Aim A –
Below the article on Twin Cities music series, reproduce the listing from the line containing "Segment floor reflection from the scene." through the line containing "[601,509,623,579]", requests included, scaling every bounding-box coordinate in the outputs by 0.35 and rounding each to a whole number, with halves rounded up. Omit the pictures from the answer.

Text segment –
——————————
Among many blessings citizens of the Twin Cities have to be thankful for is the wealth of regular (weekly, monthly, yearly and every so often) electronic, improvised and experimental music series happening here. Some, like the Tuesday Series, whose origin dates back to a time where local music history blends with myth, have changed venues a number of times and featured countless local, national and international talents. Others, like the fledgling Try This, foster new talents as they quickly gain their own bearings. Honoring a longstanding tradition of musical excellence and innovation, these regular events and the people and places responsible for them, carry forth the ancestral spirit of regular events that took place at now dormant musical hot spots like Gus Lucky's, Sursumcorda and the Church.
Another series of note is held on the last Sunday of every month at Acadia Cafe and is organized by the Minneapolis Free Music Society. I asked co-curator and longtime fellow MFMS member Danny Sigelman some questions about the series and the collective that puts it together. This is the first in what I hope to be a number of features on the unique series that help make the Twin Cities music community one of the most vibrant in the world.
——————————
Aim B –
Translate this sentence from the article on Twin Cities music series into French: "Another series of note is held on the last Sunday of every month at Acadia Cafe and is organized by the Minneapolis Free Music Society."

Listed entries –
——————————
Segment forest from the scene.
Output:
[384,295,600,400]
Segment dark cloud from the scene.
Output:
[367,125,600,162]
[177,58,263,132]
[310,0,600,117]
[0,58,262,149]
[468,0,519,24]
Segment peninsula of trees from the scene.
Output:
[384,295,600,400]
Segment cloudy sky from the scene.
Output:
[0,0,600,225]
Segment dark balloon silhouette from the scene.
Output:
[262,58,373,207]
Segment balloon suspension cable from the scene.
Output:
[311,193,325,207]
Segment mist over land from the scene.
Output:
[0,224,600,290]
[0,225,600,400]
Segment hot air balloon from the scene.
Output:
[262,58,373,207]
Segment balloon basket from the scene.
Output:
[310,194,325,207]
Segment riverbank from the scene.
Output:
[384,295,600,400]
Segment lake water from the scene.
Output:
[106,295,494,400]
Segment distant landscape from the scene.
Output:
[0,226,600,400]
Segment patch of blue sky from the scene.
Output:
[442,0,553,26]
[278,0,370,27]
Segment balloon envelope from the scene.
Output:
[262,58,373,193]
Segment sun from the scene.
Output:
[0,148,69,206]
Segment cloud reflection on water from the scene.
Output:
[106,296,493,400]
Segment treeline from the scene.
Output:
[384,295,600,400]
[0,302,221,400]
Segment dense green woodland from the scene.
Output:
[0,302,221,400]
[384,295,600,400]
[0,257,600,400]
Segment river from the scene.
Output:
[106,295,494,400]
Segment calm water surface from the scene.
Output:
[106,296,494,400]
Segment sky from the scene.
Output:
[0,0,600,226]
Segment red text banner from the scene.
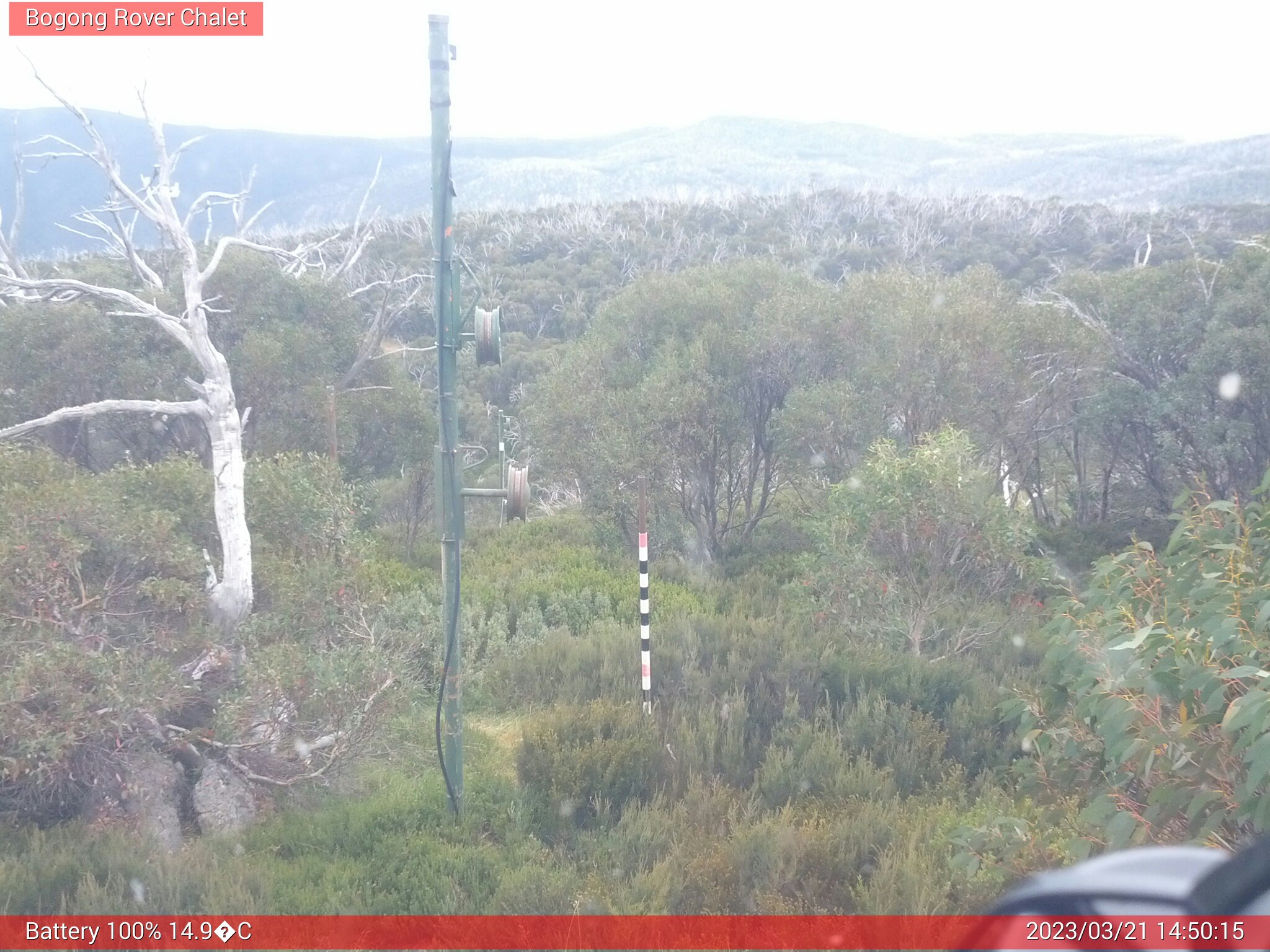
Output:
[9,0,264,37]
[0,915,1270,950]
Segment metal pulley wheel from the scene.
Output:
[474,307,503,367]
[507,464,530,522]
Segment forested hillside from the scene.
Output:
[0,109,1270,255]
[0,136,1270,913]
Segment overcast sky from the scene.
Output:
[0,0,1270,139]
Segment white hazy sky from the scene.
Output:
[0,0,1270,139]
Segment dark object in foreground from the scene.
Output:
[988,839,1270,917]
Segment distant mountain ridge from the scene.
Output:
[0,109,1270,254]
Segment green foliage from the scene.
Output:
[515,700,665,839]
[530,263,850,558]
[802,429,1036,655]
[1005,485,1270,848]
[0,444,208,816]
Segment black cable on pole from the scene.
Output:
[437,552,458,816]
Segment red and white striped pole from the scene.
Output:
[637,476,653,713]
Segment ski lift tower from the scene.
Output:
[428,14,528,816]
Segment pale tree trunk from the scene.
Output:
[203,378,254,633]
[0,75,327,638]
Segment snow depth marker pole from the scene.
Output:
[639,476,653,713]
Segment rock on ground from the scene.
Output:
[193,758,255,832]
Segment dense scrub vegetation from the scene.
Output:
[0,182,1270,913]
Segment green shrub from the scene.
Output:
[515,700,665,840]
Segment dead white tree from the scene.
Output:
[0,80,322,635]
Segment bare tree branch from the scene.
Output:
[0,400,207,439]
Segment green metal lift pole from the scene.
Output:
[428,15,464,815]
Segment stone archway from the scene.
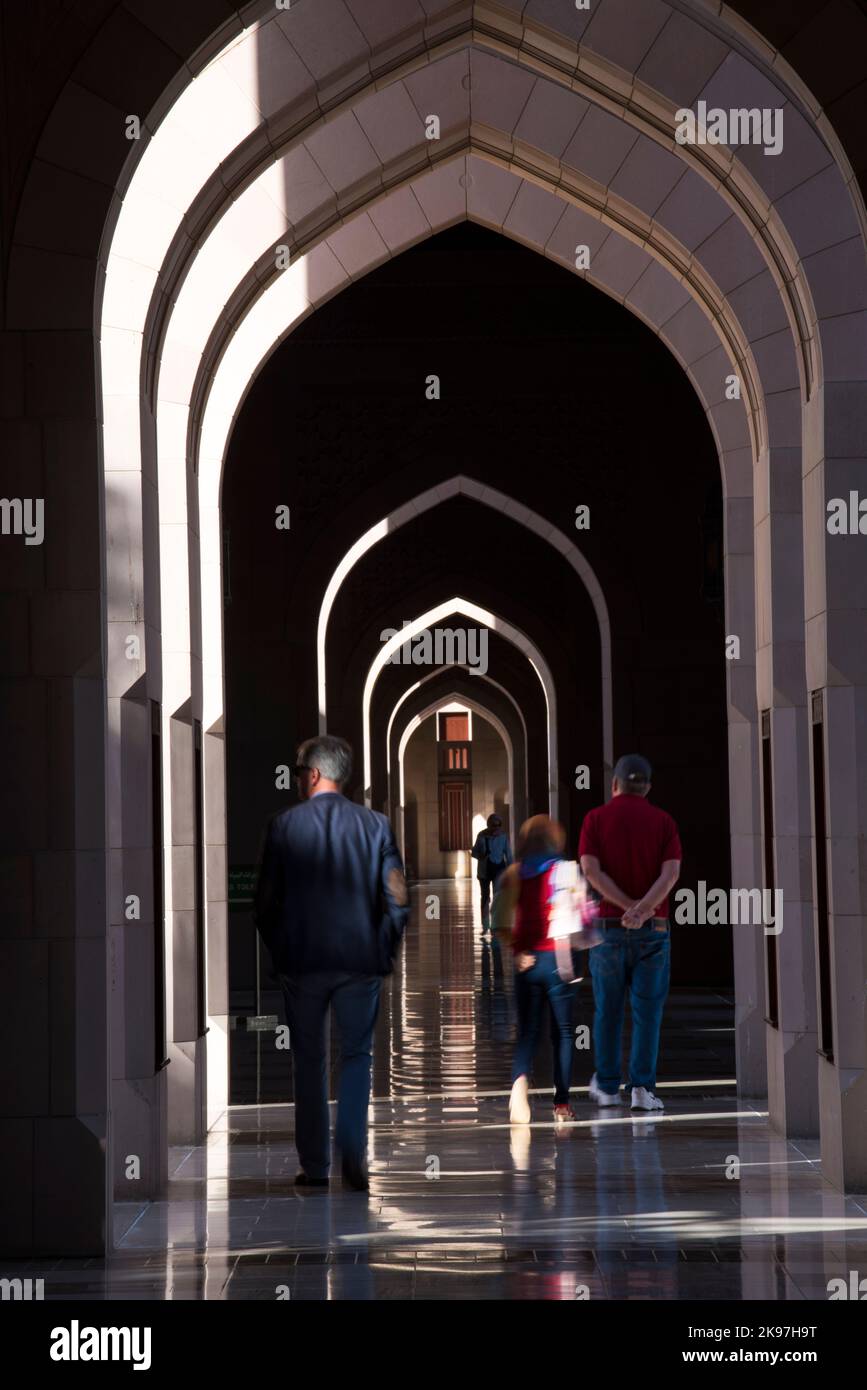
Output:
[3,0,867,1250]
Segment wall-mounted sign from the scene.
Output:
[229,865,258,908]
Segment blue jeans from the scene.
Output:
[281,970,382,1177]
[511,947,572,1105]
[591,917,671,1095]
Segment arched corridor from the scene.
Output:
[0,0,867,1323]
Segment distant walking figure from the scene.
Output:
[256,734,408,1191]
[472,816,511,931]
[493,816,578,1125]
[578,753,682,1111]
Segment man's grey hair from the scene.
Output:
[297,734,352,787]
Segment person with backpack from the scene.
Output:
[472,816,511,933]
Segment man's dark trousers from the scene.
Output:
[281,970,382,1177]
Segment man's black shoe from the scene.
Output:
[342,1158,370,1193]
[295,1173,328,1187]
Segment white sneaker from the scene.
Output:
[509,1076,529,1125]
[588,1072,620,1105]
[632,1086,664,1111]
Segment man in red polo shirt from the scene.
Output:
[578,753,682,1111]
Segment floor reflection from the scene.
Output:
[13,883,867,1301]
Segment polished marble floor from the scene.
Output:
[11,883,867,1301]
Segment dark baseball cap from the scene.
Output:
[614,753,653,787]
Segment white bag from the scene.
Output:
[547,859,603,984]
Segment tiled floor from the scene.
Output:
[4,884,867,1300]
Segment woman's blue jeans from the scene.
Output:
[591,917,671,1095]
[511,948,575,1105]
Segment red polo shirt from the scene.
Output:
[578,792,684,917]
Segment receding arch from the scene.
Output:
[64,0,864,1206]
[385,666,529,796]
[397,691,514,862]
[361,596,560,819]
[317,474,614,785]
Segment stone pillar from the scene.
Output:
[0,328,108,1257]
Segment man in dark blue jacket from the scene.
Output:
[254,734,408,1191]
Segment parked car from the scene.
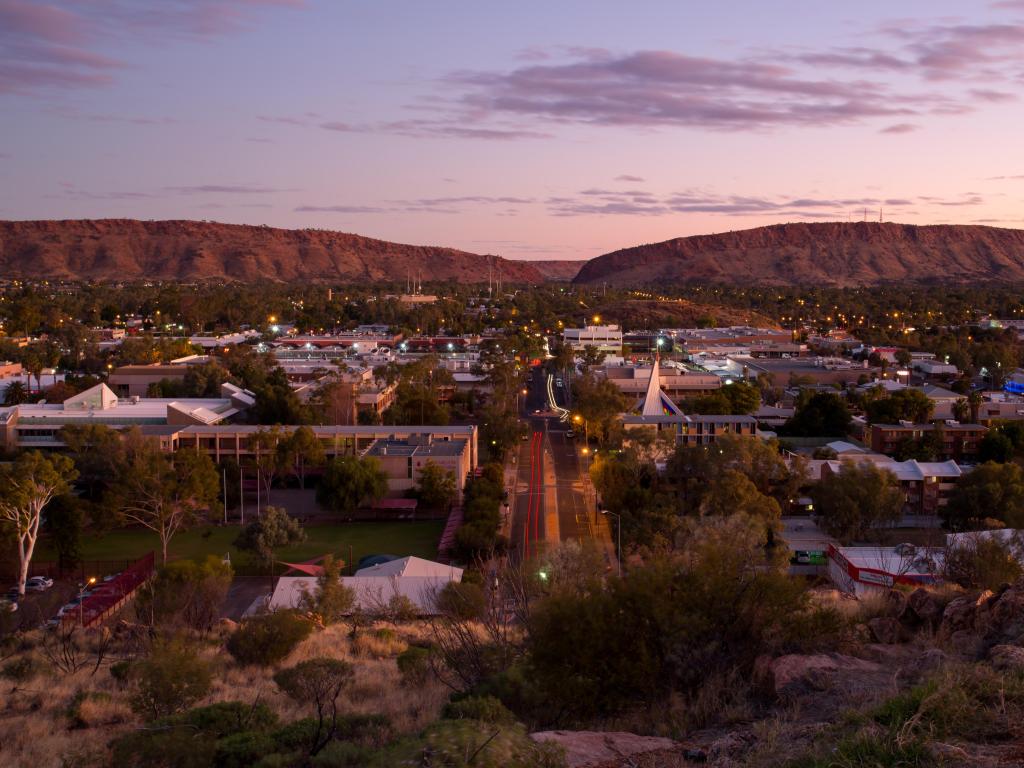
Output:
[25,577,53,592]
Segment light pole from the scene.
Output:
[601,509,623,579]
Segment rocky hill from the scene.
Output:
[574,222,1024,286]
[0,219,546,283]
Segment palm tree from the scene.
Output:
[3,381,29,406]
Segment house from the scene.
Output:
[622,359,758,445]
[562,326,623,354]
[364,434,473,494]
[267,557,463,615]
[820,460,964,527]
[0,383,256,450]
[866,422,988,463]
——————————
Complete response A –
Segment floor reflection from the scene.
Output:
[5,309,303,455]
Segment polished marble floor from the scene.
Output:
[4,309,303,455]
Segment dark baseball cap from the scene.
Output:
[215,264,229,275]
Segment white bag from the scene.
Output:
[191,301,211,344]
Segment tiled floor from the scene.
Output:
[1,309,303,455]
Segment woman's blue jeans from the scene.
Output:
[207,321,235,383]
[179,332,201,387]
Segment red polo shirt from the scene.
Output:
[202,277,239,321]
Segment receding arch from the scene.
Output:
[22,0,302,422]
[135,233,185,279]
[139,242,180,302]
[126,209,196,287]
[111,166,215,275]
Segment stone pillar from the scene.
Output:
[0,115,38,440]
Segment man in dark blue jacket from the scene.
Output:
[89,257,143,417]
Segment parked car from the scene.
Output:
[9,202,19,207]
Segment light pole from the scene.
Output:
[210,178,218,203]

Complete response B –
Une autre série digne de mention a lieu le dernier dimanche de chaque mois à l'Acadia Cafe et est organisée par la Minneapolis Free Music Society.